Goal: Please rename "deciduous tree" to "leafy tree" in the data from the line with "In the photo above, where can the snow-covered slope" up to and including the line with "column 294, row 372", changing nothing else. Return only those lines, and leave the pictures out.

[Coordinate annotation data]
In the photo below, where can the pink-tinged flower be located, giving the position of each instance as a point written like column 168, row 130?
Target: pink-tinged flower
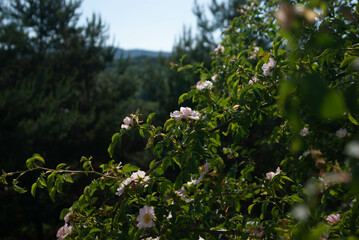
column 63, row 231
column 214, row 77
column 177, row 115
column 145, row 218
column 254, row 55
column 204, row 85
column 341, row 133
column 253, row 80
column 270, row 175
column 128, row 121
column 267, row 67
column 136, row 177
column 333, row 219
column 185, row 113
column 219, row 49
column 181, row 192
column 194, row 115
column 123, row 185
column 140, row 176
column 304, row 132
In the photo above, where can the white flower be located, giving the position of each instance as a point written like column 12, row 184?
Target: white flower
column 304, row 132
column 204, row 85
column 219, row 49
column 63, row 232
column 176, row 115
column 122, row 186
column 341, row 133
column 214, row 77
column 137, row 177
column 185, row 113
column 145, row 218
column 270, row 175
column 267, row 67
column 140, row 176
column 333, row 219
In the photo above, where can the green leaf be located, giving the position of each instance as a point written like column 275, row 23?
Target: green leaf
column 95, row 230
column 333, row 105
column 52, row 193
column 61, row 165
column 18, row 189
column 150, row 117
column 33, row 188
column 352, row 119
column 116, row 141
column 250, row 208
column 129, row 168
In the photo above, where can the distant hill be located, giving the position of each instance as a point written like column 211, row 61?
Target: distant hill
column 135, row 53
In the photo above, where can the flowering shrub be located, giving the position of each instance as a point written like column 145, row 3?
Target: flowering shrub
column 223, row 152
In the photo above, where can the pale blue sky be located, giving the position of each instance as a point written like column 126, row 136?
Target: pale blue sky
column 143, row 24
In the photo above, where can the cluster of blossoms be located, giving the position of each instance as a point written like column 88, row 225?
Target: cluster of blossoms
column 67, row 228
column 145, row 219
column 304, row 132
column 341, row 133
column 204, row 85
column 267, row 67
column 204, row 171
column 333, row 219
column 136, row 177
column 270, row 175
column 185, row 113
column 254, row 55
column 253, row 80
column 129, row 121
column 286, row 14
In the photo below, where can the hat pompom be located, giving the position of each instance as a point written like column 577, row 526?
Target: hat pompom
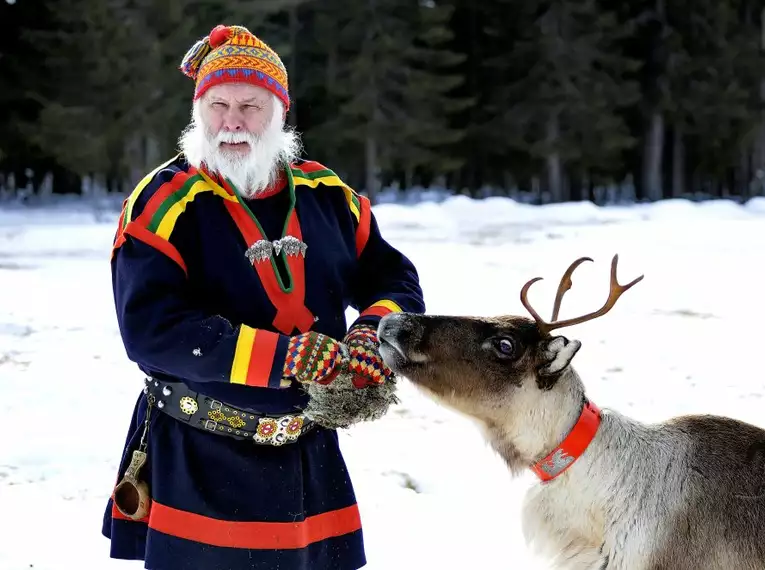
column 193, row 58
column 219, row 35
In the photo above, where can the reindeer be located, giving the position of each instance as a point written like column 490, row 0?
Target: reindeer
column 612, row 493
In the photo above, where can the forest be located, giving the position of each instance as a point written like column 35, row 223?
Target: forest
column 551, row 101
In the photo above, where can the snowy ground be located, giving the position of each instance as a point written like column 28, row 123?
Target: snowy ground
column 432, row 494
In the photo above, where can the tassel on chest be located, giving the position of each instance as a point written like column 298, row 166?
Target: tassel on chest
column 262, row 253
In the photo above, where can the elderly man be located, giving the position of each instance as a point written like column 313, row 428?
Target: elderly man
column 233, row 265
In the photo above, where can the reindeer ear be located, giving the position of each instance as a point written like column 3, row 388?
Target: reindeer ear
column 557, row 354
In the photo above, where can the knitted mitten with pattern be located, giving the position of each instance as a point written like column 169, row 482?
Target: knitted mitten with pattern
column 365, row 363
column 314, row 357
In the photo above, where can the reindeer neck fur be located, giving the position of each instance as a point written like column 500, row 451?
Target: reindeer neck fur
column 536, row 422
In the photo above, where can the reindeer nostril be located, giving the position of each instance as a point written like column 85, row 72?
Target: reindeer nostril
column 399, row 330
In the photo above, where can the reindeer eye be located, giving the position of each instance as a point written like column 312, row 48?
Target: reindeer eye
column 504, row 347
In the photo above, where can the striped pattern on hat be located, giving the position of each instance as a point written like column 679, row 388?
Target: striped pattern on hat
column 232, row 54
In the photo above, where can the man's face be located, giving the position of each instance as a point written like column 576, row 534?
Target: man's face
column 236, row 108
column 237, row 131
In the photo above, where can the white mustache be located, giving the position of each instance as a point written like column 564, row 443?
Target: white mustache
column 236, row 137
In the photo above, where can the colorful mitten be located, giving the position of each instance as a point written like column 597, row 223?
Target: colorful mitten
column 365, row 364
column 314, row 357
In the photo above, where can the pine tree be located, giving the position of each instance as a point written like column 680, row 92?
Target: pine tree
column 387, row 100
column 564, row 90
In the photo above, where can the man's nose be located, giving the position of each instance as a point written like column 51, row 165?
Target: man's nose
column 233, row 121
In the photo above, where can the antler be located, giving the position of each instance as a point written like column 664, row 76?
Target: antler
column 615, row 291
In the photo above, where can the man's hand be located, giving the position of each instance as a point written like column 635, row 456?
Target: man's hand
column 313, row 357
column 365, row 363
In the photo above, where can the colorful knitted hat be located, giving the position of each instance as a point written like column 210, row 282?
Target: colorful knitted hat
column 232, row 54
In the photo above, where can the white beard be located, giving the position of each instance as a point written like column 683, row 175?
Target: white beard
column 253, row 172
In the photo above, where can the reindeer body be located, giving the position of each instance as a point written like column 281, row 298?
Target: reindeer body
column 680, row 495
column 686, row 494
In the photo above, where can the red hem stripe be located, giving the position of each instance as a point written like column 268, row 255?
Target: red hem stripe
column 254, row 535
column 261, row 358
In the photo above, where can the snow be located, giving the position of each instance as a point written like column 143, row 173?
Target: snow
column 431, row 493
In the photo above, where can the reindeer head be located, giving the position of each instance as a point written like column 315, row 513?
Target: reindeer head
column 497, row 370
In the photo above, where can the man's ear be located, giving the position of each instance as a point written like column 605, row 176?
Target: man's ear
column 557, row 355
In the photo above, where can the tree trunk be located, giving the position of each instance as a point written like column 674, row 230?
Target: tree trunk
column 371, row 165
column 652, row 155
column 554, row 168
column 678, row 163
column 294, row 26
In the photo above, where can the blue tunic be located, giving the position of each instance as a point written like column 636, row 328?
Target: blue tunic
column 192, row 307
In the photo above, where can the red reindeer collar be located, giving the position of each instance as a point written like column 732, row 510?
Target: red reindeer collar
column 572, row 447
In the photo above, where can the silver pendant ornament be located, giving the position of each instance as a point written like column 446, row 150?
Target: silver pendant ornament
column 264, row 249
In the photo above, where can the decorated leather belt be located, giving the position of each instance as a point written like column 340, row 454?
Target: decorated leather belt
column 208, row 414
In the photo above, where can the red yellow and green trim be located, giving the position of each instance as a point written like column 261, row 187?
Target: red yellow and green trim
column 156, row 222
column 381, row 308
column 310, row 173
column 258, row 358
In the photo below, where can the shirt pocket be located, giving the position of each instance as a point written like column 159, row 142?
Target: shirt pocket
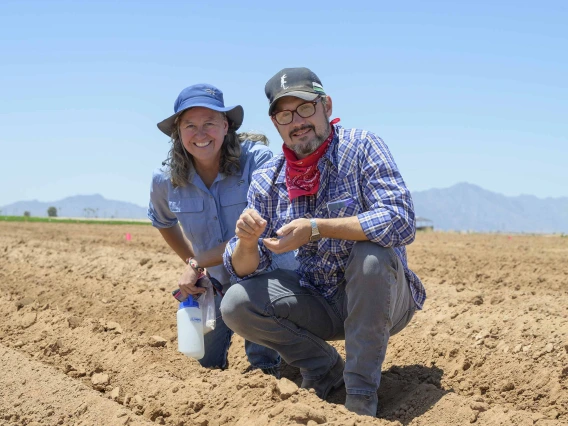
column 190, row 212
column 233, row 201
column 343, row 205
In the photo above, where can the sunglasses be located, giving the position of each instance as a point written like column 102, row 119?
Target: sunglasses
column 305, row 110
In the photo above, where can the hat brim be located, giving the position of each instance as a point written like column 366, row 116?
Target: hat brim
column 307, row 96
column 235, row 114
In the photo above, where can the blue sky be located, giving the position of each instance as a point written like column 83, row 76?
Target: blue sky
column 459, row 91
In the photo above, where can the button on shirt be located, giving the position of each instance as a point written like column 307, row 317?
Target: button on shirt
column 358, row 178
column 208, row 215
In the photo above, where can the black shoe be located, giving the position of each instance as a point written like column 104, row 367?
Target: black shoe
column 273, row 371
column 364, row 405
column 332, row 380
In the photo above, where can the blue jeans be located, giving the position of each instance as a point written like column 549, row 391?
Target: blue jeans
column 217, row 344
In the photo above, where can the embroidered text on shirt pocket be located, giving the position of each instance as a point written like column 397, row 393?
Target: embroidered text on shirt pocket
column 186, row 205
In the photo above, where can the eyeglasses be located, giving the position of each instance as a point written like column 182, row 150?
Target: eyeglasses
column 305, row 110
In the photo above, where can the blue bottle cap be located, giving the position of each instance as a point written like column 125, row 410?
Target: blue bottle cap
column 190, row 302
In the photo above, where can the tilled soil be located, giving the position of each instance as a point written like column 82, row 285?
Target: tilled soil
column 88, row 337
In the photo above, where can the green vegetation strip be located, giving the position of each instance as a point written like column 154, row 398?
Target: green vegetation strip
column 71, row 220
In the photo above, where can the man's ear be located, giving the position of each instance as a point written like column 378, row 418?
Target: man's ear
column 328, row 107
column 274, row 122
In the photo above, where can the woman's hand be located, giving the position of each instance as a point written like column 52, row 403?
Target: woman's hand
column 187, row 283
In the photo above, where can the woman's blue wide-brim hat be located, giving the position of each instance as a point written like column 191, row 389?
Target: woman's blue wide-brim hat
column 203, row 95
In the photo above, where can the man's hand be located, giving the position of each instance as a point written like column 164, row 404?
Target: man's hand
column 293, row 235
column 187, row 283
column 250, row 227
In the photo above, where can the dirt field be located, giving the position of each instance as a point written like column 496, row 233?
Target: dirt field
column 88, row 337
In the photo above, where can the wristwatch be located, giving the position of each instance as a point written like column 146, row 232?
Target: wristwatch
column 193, row 263
column 315, row 231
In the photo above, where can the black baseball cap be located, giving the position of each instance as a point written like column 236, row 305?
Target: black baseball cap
column 298, row 82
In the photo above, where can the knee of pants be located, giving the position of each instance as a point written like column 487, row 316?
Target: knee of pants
column 370, row 257
column 235, row 306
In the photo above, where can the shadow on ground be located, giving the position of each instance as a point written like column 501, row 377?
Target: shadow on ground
column 405, row 392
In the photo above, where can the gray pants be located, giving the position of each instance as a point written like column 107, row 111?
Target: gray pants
column 373, row 304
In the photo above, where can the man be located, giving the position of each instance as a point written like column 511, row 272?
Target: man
column 337, row 197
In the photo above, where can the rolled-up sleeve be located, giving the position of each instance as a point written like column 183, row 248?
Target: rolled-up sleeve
column 389, row 220
column 159, row 211
column 263, row 207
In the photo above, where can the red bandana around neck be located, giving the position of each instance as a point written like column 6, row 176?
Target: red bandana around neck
column 303, row 176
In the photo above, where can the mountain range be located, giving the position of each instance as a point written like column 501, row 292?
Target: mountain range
column 83, row 206
column 462, row 207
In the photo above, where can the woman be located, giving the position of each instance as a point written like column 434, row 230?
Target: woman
column 203, row 186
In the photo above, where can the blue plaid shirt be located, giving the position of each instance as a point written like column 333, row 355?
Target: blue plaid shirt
column 358, row 178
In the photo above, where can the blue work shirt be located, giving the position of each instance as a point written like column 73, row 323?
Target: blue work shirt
column 208, row 216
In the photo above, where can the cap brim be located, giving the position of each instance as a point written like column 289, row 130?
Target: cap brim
column 307, row 96
column 235, row 114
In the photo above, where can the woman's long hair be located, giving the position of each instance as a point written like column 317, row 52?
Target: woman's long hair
column 180, row 161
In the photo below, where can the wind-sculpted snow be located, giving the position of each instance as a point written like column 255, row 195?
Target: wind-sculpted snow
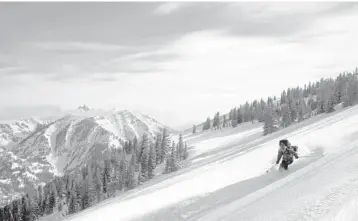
column 230, row 181
column 14, row 132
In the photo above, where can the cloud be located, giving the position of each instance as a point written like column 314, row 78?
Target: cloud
column 278, row 19
column 79, row 47
column 168, row 8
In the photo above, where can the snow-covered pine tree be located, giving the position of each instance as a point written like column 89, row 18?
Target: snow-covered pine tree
column 194, row 129
column 2, row 216
column 26, row 209
column 270, row 123
column 131, row 179
column 143, row 176
column 72, row 204
column 91, row 185
column 165, row 144
column 144, row 144
column 185, row 154
column 152, row 162
column 158, row 149
column 174, row 161
column 180, row 147
column 35, row 206
column 207, row 124
column 216, row 121
column 105, row 179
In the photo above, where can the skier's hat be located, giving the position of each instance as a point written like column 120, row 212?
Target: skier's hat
column 284, row 141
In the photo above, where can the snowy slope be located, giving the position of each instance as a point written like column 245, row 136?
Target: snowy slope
column 226, row 178
column 13, row 132
column 17, row 175
column 67, row 143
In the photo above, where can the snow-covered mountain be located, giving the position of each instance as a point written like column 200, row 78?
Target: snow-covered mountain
column 13, row 132
column 18, row 175
column 65, row 144
column 226, row 177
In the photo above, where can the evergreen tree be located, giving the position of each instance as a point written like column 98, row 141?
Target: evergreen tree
column 165, row 144
column 234, row 117
column 152, row 162
column 105, row 179
column 207, row 124
column 224, row 121
column 158, row 148
column 15, row 211
column 180, row 147
column 26, row 209
column 91, row 186
column 144, row 161
column 186, row 154
column 2, row 215
column 174, row 162
column 216, row 121
column 131, row 173
column 7, row 213
column 72, row 204
column 270, row 124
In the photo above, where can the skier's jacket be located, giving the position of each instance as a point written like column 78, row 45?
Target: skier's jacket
column 286, row 153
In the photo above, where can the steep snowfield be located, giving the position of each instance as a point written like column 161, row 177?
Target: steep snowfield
column 13, row 132
column 65, row 144
column 226, row 178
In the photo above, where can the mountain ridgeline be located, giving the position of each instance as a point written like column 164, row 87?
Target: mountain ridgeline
column 294, row 105
column 83, row 158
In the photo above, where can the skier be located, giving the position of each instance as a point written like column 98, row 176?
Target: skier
column 287, row 152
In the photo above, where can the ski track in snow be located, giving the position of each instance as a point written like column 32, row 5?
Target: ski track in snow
column 325, row 188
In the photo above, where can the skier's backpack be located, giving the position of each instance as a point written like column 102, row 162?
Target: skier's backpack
column 295, row 148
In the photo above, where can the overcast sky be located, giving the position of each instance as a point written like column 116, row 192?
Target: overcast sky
column 178, row 62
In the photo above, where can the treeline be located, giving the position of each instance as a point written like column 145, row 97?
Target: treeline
column 294, row 105
column 103, row 176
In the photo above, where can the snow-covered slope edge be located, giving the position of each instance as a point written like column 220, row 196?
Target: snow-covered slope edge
column 65, row 144
column 188, row 195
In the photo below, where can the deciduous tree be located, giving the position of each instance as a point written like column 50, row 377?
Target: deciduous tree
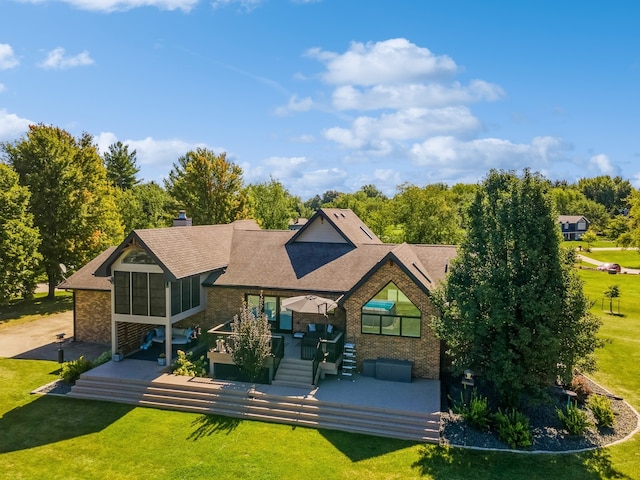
column 428, row 214
column 513, row 309
column 121, row 166
column 272, row 205
column 251, row 340
column 19, row 239
column 71, row 200
column 209, row 187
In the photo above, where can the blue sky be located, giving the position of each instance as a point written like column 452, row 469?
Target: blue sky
column 335, row 94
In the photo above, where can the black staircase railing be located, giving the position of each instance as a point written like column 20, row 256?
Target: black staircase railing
column 318, row 358
column 277, row 350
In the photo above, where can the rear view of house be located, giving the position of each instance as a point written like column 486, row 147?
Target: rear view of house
column 168, row 280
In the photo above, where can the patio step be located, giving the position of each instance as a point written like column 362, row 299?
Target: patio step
column 238, row 400
column 294, row 372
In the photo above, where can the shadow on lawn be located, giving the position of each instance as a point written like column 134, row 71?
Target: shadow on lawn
column 207, row 425
column 359, row 447
column 39, row 305
column 50, row 419
column 440, row 462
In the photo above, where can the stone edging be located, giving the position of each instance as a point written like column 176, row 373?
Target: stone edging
column 561, row 452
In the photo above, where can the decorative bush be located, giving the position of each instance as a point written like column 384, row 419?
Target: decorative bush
column 104, row 357
column 573, row 419
column 184, row 365
column 72, row 370
column 513, row 428
column 477, row 413
column 580, row 385
column 601, row 408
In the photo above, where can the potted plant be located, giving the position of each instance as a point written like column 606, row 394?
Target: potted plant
column 162, row 359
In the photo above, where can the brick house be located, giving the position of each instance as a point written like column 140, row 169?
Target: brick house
column 573, row 226
column 200, row 275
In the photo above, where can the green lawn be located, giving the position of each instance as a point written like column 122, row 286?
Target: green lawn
column 626, row 258
column 19, row 311
column 62, row 438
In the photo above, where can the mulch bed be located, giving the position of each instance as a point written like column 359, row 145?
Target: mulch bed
column 547, row 431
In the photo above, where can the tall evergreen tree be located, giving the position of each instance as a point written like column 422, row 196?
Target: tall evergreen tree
column 513, row 309
column 19, row 239
column 121, row 166
column 71, row 201
column 209, row 187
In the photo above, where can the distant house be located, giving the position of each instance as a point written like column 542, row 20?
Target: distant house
column 573, row 226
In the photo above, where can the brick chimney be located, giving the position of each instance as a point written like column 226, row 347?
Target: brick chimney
column 182, row 220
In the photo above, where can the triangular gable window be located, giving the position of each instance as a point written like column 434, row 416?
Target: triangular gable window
column 390, row 312
column 138, row 257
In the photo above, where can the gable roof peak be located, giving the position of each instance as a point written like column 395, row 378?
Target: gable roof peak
column 335, row 225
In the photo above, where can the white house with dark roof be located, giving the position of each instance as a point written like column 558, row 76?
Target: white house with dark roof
column 573, row 226
column 172, row 279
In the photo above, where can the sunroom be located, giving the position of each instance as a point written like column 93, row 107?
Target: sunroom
column 147, row 304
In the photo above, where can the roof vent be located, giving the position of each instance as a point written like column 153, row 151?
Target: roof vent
column 182, row 220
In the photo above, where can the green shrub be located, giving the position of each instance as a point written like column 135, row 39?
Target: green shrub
column 477, row 413
column 104, row 357
column 580, row 385
column 72, row 370
column 601, row 408
column 184, row 365
column 513, row 428
column 573, row 419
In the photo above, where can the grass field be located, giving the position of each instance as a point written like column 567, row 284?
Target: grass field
column 626, row 258
column 60, row 438
column 20, row 311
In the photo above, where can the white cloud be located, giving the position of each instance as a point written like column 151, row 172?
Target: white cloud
column 480, row 155
column 304, row 138
column 56, row 59
column 603, row 166
column 7, row 57
column 11, row 126
column 408, row 124
column 387, row 62
column 123, row 5
column 295, row 104
column 431, row 95
column 245, row 5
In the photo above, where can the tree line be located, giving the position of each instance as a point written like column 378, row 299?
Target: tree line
column 62, row 202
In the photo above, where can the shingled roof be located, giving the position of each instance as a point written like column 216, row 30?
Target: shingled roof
column 183, row 251
column 240, row 254
column 345, row 223
column 266, row 259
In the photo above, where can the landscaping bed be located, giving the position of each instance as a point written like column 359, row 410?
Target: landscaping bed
column 547, row 432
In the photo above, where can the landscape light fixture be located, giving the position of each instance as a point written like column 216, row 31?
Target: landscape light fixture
column 60, row 339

Result of this exercise:
In the photo above, where can the snow-covered slope edge be located, giving the position of each instance as a point written like column 220, row 196?
Target: snow-covered slope edge
column 65, row 144
column 188, row 195
In the photo below, where can the leafy tree be located, giving the position of each instance as a point written like column 50, row 377?
Target: leafy tree
column 428, row 214
column 513, row 309
column 121, row 166
column 272, row 205
column 251, row 340
column 19, row 239
column 71, row 200
column 209, row 187
In the photo above, where can the blue sky be located, giving the position of each instance as a point written like column 452, row 469?
Target: blue sky
column 335, row 94
In the photo above, where can the black staircase railing be located, giving the position of each instance as a point written like column 20, row 256?
Target: black staircase railing
column 318, row 358
column 277, row 350
In the photo above, where can the rear view of house be located, giving the position of each instance as a point written like column 486, row 147?
Target: rear view of house
column 168, row 280
In the photo above, where can the patio step be located, giving the position of each instance as a point written like column 362, row 299?
Target: patio step
column 238, row 400
column 294, row 372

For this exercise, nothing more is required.